TEXT BLOCK: Begin

Sunday, August 7, 2011

The Blessing: Giving the Gift of Unconditional Love and Acceptance by John Trent, Ph.D. and Gary Smalley

The Blessing

I got this book for free to review from Booksneeze.  I was excited to read it, but as soon as I began it, I knew I would have trouble getting through it.  It has taken me over a month to read this book, because I had a hard time getting into it and did not really enjoy reading it.  But, I needed to read it to review it, and I was hoping that I would get something out of it, so I would periodically pick it back up and read a bit more.
This revised and updated edition of the book has links to a website with some videos to watch that go with the book.  I watched the first one and part of the second one.
Although this is a "Christian" book, I see it more in the realm of self-help and psychology than that of religion.
The authors have a concept that they call "The Blessing" and they loosely base this concept on verses from the Bible that talk about people being blessed or blessing their children.
"The Blessing" as defined in this book is a way to bless others and make them feel valuable and give them a sense of worth.  We should bless our children and we often can bless others in our lives in this way.
"The Blessing" has 5 elements:
1.  Meaningful touch
2.  A spoken (or written) message
3. Attaching high value
4.  Picturing a special future
5.  An active commitment
To me, the book gets a bit too touchy/feel/self-help/psyschology like when it talks about "did you receive 'the blessing' from your parents?" and when it talkes about people who "did not receive 'the blessing' " in their lives so because of that they became over achievers or drug addicts or had some other problem because they did not "receive 'the blessing'".  That just seems like whiney excuse making to me.

Some of the psychology is very interesting, it is just not necessarily "Christian".  For instance, I was intrigued by the part about how meaningful touch affects our relationships and the studies that were done with a doctor who spent the same amount of time w/ his patients, but he touched some of them on the hand briefly and the others he did not touch and the ones he touched thought he had been with them longer than the untouched patients.  There were also other examples given where a brief touch made customers feel more positive about different people and experiences.  That part struck me because I had been substitute teaching and one thing I had noticed is that when I walk around the classrooms while the students are working and touch the students on the shoulder, they behave better.  Especially if a student is talking too much or doing something else they should not, I just quietly walk over and touch their shoulder and quietly say something to them about getting back on task and it is very effective. 

I thought that some of the Bible verses that were used did not really relate in the way that the authors said they did and felt that they were tossing in Bible verses to make this self-help/psychology book seem "Christian". 
I did find some parts of the book interesting and I learned some things from it.  For the most part though, reading it was a struggle for me.  If I had checked it out from the library, I would have returned it quickly unfinished.

TEXT BLOCK: End

YOUR GOAL
Print the passage of the book review that opens with the words containing "I got this book" and closes with "the second one.", copying it exactly. None of the material after this point is needed.

DATASET SECTION: Begin

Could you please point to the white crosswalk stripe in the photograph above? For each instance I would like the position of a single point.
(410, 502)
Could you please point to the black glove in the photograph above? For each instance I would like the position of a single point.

DATASET SECTION: End

RESPONSE TO THE TASK
I got this book for free to review from Booksneeze.  I was excited to read it, but as soon as I began it, I knew I would have trouble getting through it.  It has taken me over a month to read this book, because I had a hard time getting into it and did not really enjoy reading it.  But, I needed to read it to review it, and I was hoping that I would get something out of it, so I would periodically pick it back up and read a bit more.
This revised and updated edition of the book has links to a website with some videos to watch that go with the book.  I watched the first one and part of the second one.